» **Input data**:
________________________

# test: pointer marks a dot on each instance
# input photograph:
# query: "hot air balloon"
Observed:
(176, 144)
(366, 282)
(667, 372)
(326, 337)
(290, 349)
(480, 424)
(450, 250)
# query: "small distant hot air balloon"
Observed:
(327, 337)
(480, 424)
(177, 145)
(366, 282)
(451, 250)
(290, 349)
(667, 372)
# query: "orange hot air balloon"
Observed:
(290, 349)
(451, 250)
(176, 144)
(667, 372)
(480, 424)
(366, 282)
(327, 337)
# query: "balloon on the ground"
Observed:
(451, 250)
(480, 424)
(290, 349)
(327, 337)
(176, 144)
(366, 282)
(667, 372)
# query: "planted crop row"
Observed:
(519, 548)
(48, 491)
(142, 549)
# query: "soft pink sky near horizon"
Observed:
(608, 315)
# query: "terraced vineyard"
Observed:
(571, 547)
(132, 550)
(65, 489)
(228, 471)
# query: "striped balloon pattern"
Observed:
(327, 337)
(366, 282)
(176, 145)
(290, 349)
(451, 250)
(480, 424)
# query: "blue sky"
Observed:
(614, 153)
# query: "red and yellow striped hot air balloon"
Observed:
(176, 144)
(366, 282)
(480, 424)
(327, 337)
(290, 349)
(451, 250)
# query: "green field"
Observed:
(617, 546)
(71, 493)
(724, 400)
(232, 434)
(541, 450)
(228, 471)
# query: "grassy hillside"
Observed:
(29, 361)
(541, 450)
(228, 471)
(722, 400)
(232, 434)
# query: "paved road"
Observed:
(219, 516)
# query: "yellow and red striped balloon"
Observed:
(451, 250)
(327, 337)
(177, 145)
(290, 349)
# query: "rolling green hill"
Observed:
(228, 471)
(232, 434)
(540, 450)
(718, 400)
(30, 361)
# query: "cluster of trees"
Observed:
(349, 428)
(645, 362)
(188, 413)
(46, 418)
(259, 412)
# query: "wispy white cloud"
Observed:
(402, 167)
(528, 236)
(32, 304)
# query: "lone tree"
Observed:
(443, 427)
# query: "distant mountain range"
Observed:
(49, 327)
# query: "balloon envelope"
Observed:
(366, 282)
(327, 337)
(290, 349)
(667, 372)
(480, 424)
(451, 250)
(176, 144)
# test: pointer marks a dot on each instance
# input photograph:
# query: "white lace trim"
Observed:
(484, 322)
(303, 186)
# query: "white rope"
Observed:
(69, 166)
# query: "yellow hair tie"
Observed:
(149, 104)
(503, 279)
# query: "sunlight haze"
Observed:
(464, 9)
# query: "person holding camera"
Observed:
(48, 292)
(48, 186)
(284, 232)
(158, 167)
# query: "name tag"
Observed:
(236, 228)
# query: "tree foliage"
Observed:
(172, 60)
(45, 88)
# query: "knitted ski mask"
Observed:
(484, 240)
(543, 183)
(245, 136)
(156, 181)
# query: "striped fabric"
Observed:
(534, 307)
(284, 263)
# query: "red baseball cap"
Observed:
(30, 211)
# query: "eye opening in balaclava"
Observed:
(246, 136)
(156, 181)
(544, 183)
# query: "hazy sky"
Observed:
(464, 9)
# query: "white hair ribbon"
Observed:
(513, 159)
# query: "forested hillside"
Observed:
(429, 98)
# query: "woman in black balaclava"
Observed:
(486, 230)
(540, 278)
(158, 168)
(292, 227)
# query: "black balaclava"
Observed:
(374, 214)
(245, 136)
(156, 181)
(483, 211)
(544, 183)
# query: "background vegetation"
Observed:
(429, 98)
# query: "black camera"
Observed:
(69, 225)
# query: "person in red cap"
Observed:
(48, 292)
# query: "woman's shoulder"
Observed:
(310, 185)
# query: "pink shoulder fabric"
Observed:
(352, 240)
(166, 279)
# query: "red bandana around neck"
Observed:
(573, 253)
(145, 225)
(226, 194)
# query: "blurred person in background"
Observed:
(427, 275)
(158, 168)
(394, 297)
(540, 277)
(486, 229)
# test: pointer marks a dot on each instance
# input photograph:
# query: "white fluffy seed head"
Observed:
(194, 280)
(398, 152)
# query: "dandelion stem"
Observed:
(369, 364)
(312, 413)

________________________

» **Requirement**: Give the listing again exactly as it appears.

» **Task solution**:
# test: pointer marks a dot on each instance
# input photograph:
# query: "hot air balloon"
Observed:
(176, 144)
(366, 282)
(667, 372)
(326, 337)
(290, 349)
(480, 424)
(450, 250)
# query: "small distant hot air balloon"
Observed:
(327, 337)
(480, 424)
(177, 145)
(366, 282)
(451, 250)
(290, 349)
(667, 372)
# query: "orange hot air balloon"
Observed:
(290, 349)
(451, 250)
(176, 144)
(667, 372)
(480, 424)
(366, 282)
(327, 337)
# query: "balloon on the ground"
Observed:
(451, 250)
(480, 424)
(290, 349)
(327, 337)
(176, 144)
(366, 282)
(667, 372)
# query: "planted crop row"
Observed:
(519, 548)
(48, 491)
(142, 549)
# query: "soft pink sky near horizon"
Observed:
(608, 315)
# query: "terraced vineyard"
Observed:
(571, 547)
(132, 550)
(65, 489)
(228, 471)
# query: "striped balloon pattern"
Observed:
(327, 337)
(366, 282)
(176, 145)
(290, 349)
(451, 250)
(480, 424)
# query: "blue sky"
Observed:
(614, 153)
# query: "red and yellow striped hot air balloon"
Observed:
(176, 144)
(366, 282)
(480, 424)
(327, 337)
(290, 349)
(451, 250)
# query: "green field"
Observed:
(617, 546)
(71, 493)
(724, 400)
(232, 434)
(541, 450)
(228, 471)
# query: "grassy hillside"
Observed:
(29, 361)
(541, 450)
(228, 471)
(722, 400)
(232, 434)
# query: "paved road"
Observed:
(219, 516)
# query: "yellow and red striped balloon"
Observed:
(451, 250)
(327, 337)
(177, 145)
(290, 349)
# query: "rolling green hill"
Observed:
(228, 471)
(232, 434)
(540, 450)
(718, 400)
(30, 361)
# query: "cluster of trees"
Observed:
(349, 428)
(645, 362)
(188, 413)
(46, 418)
(259, 412)
# query: "wispy white cloud"
Observed:
(402, 167)
(528, 236)
(32, 304)
# query: "lone tree"
Observed:
(443, 427)
# query: "distant mountain range"
Observed:
(49, 327)
# query: "balloon envelope"
Observed:
(366, 282)
(327, 337)
(290, 349)
(667, 372)
(480, 424)
(451, 250)
(176, 144)
# test: pointer marks a dot on each instance
# input photograph:
# query: "white lace trim"
Observed:
(484, 322)
(303, 186)
# query: "white rope"
Observed:
(69, 166)
# query: "yellow hair tie"
Observed:
(149, 104)
(503, 279)
# query: "sunlight haze"
Observed:
(464, 9)
# query: "person holding camera"
Observed:
(48, 292)
(48, 186)
(284, 232)
(158, 167)
# query: "name tag"
Observed:
(236, 228)
# query: "tree foliage"
Observed:
(172, 60)
(45, 88)
# query: "knitted ski mask"
Observed:
(484, 240)
(543, 183)
(245, 136)
(156, 181)
# query: "striped fabric"
Observed:
(534, 307)
(284, 263)
# query: "red baseball cap"
Observed:
(30, 211)
# query: "eye opening in balaclava"
Observed:
(246, 136)
(156, 181)
(544, 183)
# query: "hazy sky"
Observed:
(464, 9)
# query: "white hair ribbon"
Observed:
(513, 159)
# query: "forested hillside"
Observed:
(429, 98)
# query: "woman in black balaclava"
Observed:
(486, 230)
(540, 278)
(158, 168)
(292, 227)
# query: "black balaclava"
Observed:
(374, 214)
(245, 136)
(156, 181)
(483, 211)
(544, 183)
# query: "background vegetation"
Observed:
(429, 98)
# query: "black camera"
Observed:
(69, 225)
# query: "person in red cap"
Observed:
(48, 292)
# query: "woman's shoulder"
Observed:
(310, 185)
# query: "pink shoulder fabric"
Observed:
(352, 240)
(166, 279)
# query: "red bandana around neck"
Observed:
(573, 253)
(145, 225)
(226, 194)
# query: "blurred person in background"
Observed:
(427, 275)
(158, 168)
(394, 297)
(540, 277)
(486, 229)
# test: pointer marks a dot on each instance
# input photograph:
# query: "white fluffy seed head"
Observed:
(194, 280)
(398, 152)
# query: "dandelion stem"
Observed:
(369, 364)
(312, 413)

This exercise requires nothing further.